▸ **Passage**:
---

Team Cipher256 from Makerere University, Kampala Uganda which is behind WinSenga has made it to the grant finalists of Imagine Cup 2012. Its is among 13 teams selected as finalists and among the only two teams to make it from Africa. The other team from Africa is Vivid from Cairo,Egypt.
In its second year, the Imagine Cup grants is a three-year, $3 million competitive program which enables Imagine Cup participants to take their innovative projects to market as the next step in their business development. Imagine Cup and the grants are part of Microsoft’s YouthSpark program, which is the company’s commitment to reach 300 million youths in the next 3 years through technology, training, and experiences that empower them to imagine and realize their full potential. Last year, students from Croatia, Ecuador, Jordan and the United States won the grants and received funding and other support in the first year of the grants program.
The 13 teams selected as finalists received the highest marks based on a combination of criteria: impact & viability, team quality & motivation, solution design & motivation and problem definition. The winning grant applicants will be announced in December 2012 at the Social Innovation Summit in the Silicon Valley, and awarded with a grant package in the form of cash, software, resources and other on the ground support to help them establish a nonprofit or for-profit organization to bring their idea to reality.
WinSenga is an affordable mobile antenatal diagnosis solution implemented via a Window Phone. It comprises a modified Pinard Horn to which microphone is attached to detect and pick sounds which it feeds into the application. From this the application enables diagnosis to be carried out. The antenatal diagnosis is hence made timely, effective and most importantly, affordable. It can be used by medical personnel as well as expectant mothers, thus empowering them to monitor their pregnancies. WinSenga is also used to generate real-time statistical information on trends like Fetal Heart Rate (FHR) during labor, effectively substituting and/or complimenting the partograph.

---

▸ **Requirement 1**: According to the article on the Imagine Cup 2012 grant finalists, which other team from Africa made it to the finalists?
▸ **Requirement 2**: Decide whether each statement agrees with the article on the Imagine Cup 2012 grant finalists, and support each yes or no with the deciding words of the article: (a) The Imagine Cup grants program is worth $3 million over three years. (b) The winning grant applicants will be announced at an event in Cairo. (c) WinSenga is intended for use by medical personnel only.

▸ **Supplied material**:
---

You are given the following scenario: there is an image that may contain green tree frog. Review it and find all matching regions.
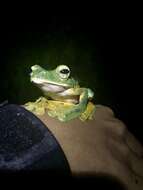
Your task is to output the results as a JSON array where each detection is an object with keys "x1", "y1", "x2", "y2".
[{"x1": 25, "y1": 65, "x2": 95, "y2": 121}]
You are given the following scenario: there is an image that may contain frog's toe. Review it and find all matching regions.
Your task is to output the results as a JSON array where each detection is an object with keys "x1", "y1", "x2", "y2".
[
  {"x1": 47, "y1": 111, "x2": 56, "y2": 117},
  {"x1": 58, "y1": 115, "x2": 67, "y2": 122}
]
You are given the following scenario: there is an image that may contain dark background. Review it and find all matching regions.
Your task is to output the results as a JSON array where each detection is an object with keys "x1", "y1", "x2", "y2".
[{"x1": 0, "y1": 15, "x2": 143, "y2": 142}]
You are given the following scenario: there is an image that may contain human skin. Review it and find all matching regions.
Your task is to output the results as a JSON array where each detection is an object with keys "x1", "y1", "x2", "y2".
[{"x1": 38, "y1": 105, "x2": 143, "y2": 190}]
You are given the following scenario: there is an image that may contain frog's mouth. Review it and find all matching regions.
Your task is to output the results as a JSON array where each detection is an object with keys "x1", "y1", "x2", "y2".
[{"x1": 31, "y1": 78, "x2": 69, "y2": 93}]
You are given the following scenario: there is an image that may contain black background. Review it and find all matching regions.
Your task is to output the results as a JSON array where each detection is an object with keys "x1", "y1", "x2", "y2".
[{"x1": 0, "y1": 13, "x2": 143, "y2": 142}]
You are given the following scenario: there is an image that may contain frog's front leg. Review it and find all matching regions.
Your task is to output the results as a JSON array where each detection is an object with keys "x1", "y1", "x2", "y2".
[{"x1": 58, "y1": 88, "x2": 88, "y2": 121}]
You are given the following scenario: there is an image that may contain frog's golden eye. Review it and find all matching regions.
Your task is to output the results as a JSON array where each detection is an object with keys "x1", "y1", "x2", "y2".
[{"x1": 56, "y1": 65, "x2": 70, "y2": 79}]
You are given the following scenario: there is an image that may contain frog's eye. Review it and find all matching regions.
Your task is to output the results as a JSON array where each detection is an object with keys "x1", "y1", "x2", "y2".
[
  {"x1": 31, "y1": 65, "x2": 41, "y2": 71},
  {"x1": 56, "y1": 65, "x2": 70, "y2": 79}
]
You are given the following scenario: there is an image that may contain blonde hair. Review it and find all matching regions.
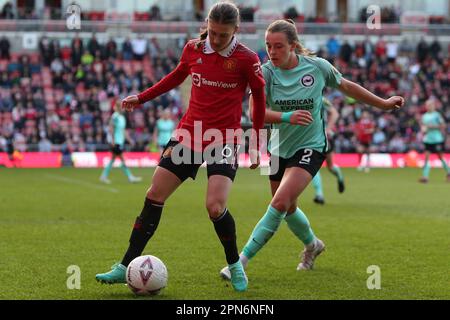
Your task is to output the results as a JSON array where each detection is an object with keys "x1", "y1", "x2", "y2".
[
  {"x1": 195, "y1": 1, "x2": 240, "y2": 49},
  {"x1": 266, "y1": 19, "x2": 316, "y2": 56}
]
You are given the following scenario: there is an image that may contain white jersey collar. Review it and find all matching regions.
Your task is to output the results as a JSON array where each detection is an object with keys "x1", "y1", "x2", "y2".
[{"x1": 203, "y1": 36, "x2": 238, "y2": 58}]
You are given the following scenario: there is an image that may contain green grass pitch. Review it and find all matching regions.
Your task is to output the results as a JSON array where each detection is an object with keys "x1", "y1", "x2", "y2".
[{"x1": 0, "y1": 168, "x2": 450, "y2": 300}]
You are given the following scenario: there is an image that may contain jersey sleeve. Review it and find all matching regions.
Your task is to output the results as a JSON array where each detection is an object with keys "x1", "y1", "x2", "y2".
[
  {"x1": 138, "y1": 43, "x2": 191, "y2": 104},
  {"x1": 244, "y1": 54, "x2": 265, "y2": 89},
  {"x1": 316, "y1": 58, "x2": 342, "y2": 88},
  {"x1": 262, "y1": 65, "x2": 272, "y2": 97}
]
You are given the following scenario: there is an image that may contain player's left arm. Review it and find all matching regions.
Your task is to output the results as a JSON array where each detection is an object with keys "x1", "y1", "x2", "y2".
[
  {"x1": 125, "y1": 129, "x2": 135, "y2": 146},
  {"x1": 108, "y1": 119, "x2": 114, "y2": 145},
  {"x1": 327, "y1": 104, "x2": 339, "y2": 132},
  {"x1": 337, "y1": 78, "x2": 405, "y2": 111}
]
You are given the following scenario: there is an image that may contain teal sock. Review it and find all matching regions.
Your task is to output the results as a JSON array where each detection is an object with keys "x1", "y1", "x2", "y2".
[
  {"x1": 422, "y1": 160, "x2": 431, "y2": 179},
  {"x1": 441, "y1": 158, "x2": 450, "y2": 174},
  {"x1": 312, "y1": 171, "x2": 323, "y2": 198},
  {"x1": 242, "y1": 205, "x2": 286, "y2": 259},
  {"x1": 120, "y1": 162, "x2": 132, "y2": 179},
  {"x1": 284, "y1": 208, "x2": 316, "y2": 245},
  {"x1": 331, "y1": 165, "x2": 344, "y2": 181},
  {"x1": 102, "y1": 159, "x2": 114, "y2": 178}
]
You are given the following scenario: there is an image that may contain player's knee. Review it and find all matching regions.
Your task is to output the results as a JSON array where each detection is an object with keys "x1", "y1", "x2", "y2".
[
  {"x1": 147, "y1": 185, "x2": 166, "y2": 202},
  {"x1": 270, "y1": 197, "x2": 292, "y2": 212},
  {"x1": 206, "y1": 200, "x2": 225, "y2": 219}
]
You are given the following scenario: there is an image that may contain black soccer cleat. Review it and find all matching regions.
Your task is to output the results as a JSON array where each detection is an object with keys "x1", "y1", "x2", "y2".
[{"x1": 338, "y1": 180, "x2": 345, "y2": 193}]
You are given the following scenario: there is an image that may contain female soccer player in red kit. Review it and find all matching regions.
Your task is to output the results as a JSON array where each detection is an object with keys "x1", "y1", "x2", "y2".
[{"x1": 96, "y1": 2, "x2": 265, "y2": 291}]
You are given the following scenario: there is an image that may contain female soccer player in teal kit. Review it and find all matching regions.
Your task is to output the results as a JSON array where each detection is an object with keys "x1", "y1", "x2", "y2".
[{"x1": 220, "y1": 20, "x2": 404, "y2": 278}]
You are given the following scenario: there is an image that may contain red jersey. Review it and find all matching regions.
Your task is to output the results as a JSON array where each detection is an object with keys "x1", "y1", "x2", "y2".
[
  {"x1": 356, "y1": 119, "x2": 375, "y2": 143},
  {"x1": 138, "y1": 38, "x2": 265, "y2": 149}
]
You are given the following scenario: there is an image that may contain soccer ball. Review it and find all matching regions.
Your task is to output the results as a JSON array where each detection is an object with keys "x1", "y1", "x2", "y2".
[{"x1": 127, "y1": 255, "x2": 168, "y2": 295}]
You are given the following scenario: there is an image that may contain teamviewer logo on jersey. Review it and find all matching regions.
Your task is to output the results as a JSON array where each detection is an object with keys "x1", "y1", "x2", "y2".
[{"x1": 192, "y1": 73, "x2": 202, "y2": 87}]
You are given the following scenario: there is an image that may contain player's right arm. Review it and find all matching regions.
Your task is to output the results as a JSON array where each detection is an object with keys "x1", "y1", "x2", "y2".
[
  {"x1": 108, "y1": 118, "x2": 114, "y2": 145},
  {"x1": 122, "y1": 43, "x2": 189, "y2": 111},
  {"x1": 327, "y1": 104, "x2": 339, "y2": 134}
]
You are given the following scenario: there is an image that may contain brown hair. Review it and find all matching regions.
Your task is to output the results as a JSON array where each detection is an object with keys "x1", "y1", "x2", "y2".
[
  {"x1": 266, "y1": 19, "x2": 315, "y2": 56},
  {"x1": 196, "y1": 1, "x2": 240, "y2": 48}
]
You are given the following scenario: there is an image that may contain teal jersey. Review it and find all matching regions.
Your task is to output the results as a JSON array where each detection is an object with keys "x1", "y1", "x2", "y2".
[
  {"x1": 323, "y1": 97, "x2": 331, "y2": 127},
  {"x1": 111, "y1": 112, "x2": 127, "y2": 146},
  {"x1": 156, "y1": 119, "x2": 175, "y2": 146},
  {"x1": 422, "y1": 111, "x2": 445, "y2": 144},
  {"x1": 262, "y1": 55, "x2": 342, "y2": 158}
]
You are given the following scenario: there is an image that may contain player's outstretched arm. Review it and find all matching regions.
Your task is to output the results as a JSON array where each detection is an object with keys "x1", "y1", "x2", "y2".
[{"x1": 338, "y1": 78, "x2": 405, "y2": 111}]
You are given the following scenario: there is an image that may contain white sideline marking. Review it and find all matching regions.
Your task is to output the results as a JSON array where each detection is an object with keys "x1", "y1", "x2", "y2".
[{"x1": 45, "y1": 174, "x2": 119, "y2": 193}]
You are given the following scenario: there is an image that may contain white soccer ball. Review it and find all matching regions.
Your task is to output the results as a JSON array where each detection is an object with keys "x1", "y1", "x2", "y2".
[{"x1": 127, "y1": 255, "x2": 168, "y2": 295}]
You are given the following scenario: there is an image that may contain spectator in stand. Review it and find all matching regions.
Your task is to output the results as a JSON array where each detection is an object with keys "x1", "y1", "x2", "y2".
[
  {"x1": 122, "y1": 37, "x2": 133, "y2": 61},
  {"x1": 131, "y1": 34, "x2": 147, "y2": 61},
  {"x1": 71, "y1": 35, "x2": 84, "y2": 66},
  {"x1": 355, "y1": 111, "x2": 375, "y2": 172},
  {"x1": 0, "y1": 1, "x2": 14, "y2": 19},
  {"x1": 0, "y1": 36, "x2": 11, "y2": 60}
]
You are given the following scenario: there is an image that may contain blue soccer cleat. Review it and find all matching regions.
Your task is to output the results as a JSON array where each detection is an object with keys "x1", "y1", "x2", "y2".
[
  {"x1": 228, "y1": 260, "x2": 248, "y2": 292},
  {"x1": 95, "y1": 263, "x2": 127, "y2": 284}
]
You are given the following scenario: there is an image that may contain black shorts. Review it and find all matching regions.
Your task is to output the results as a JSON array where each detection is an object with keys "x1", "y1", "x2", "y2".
[
  {"x1": 325, "y1": 138, "x2": 334, "y2": 154},
  {"x1": 111, "y1": 144, "x2": 123, "y2": 156},
  {"x1": 269, "y1": 149, "x2": 326, "y2": 181},
  {"x1": 424, "y1": 142, "x2": 444, "y2": 153},
  {"x1": 158, "y1": 140, "x2": 240, "y2": 181}
]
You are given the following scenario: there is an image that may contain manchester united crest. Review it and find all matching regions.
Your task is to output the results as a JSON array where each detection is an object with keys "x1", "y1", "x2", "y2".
[{"x1": 223, "y1": 59, "x2": 237, "y2": 72}]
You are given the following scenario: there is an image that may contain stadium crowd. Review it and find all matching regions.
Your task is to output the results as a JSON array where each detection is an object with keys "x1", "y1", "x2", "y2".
[{"x1": 0, "y1": 35, "x2": 450, "y2": 152}]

---

▸ **Answer 1**: Vivid, from Cairo, Egypt.

▸ **Answer 2**:
(a) Yes: "the Imagine Cup grants is a three-year, $3 million competitive program"
(b) No: "The winning grant applicants will be announced in December 2012 at the Social Innovation Summit in the Silicon Valley"
(c) No: "It can be used by medical personnel as well as expectant mothers"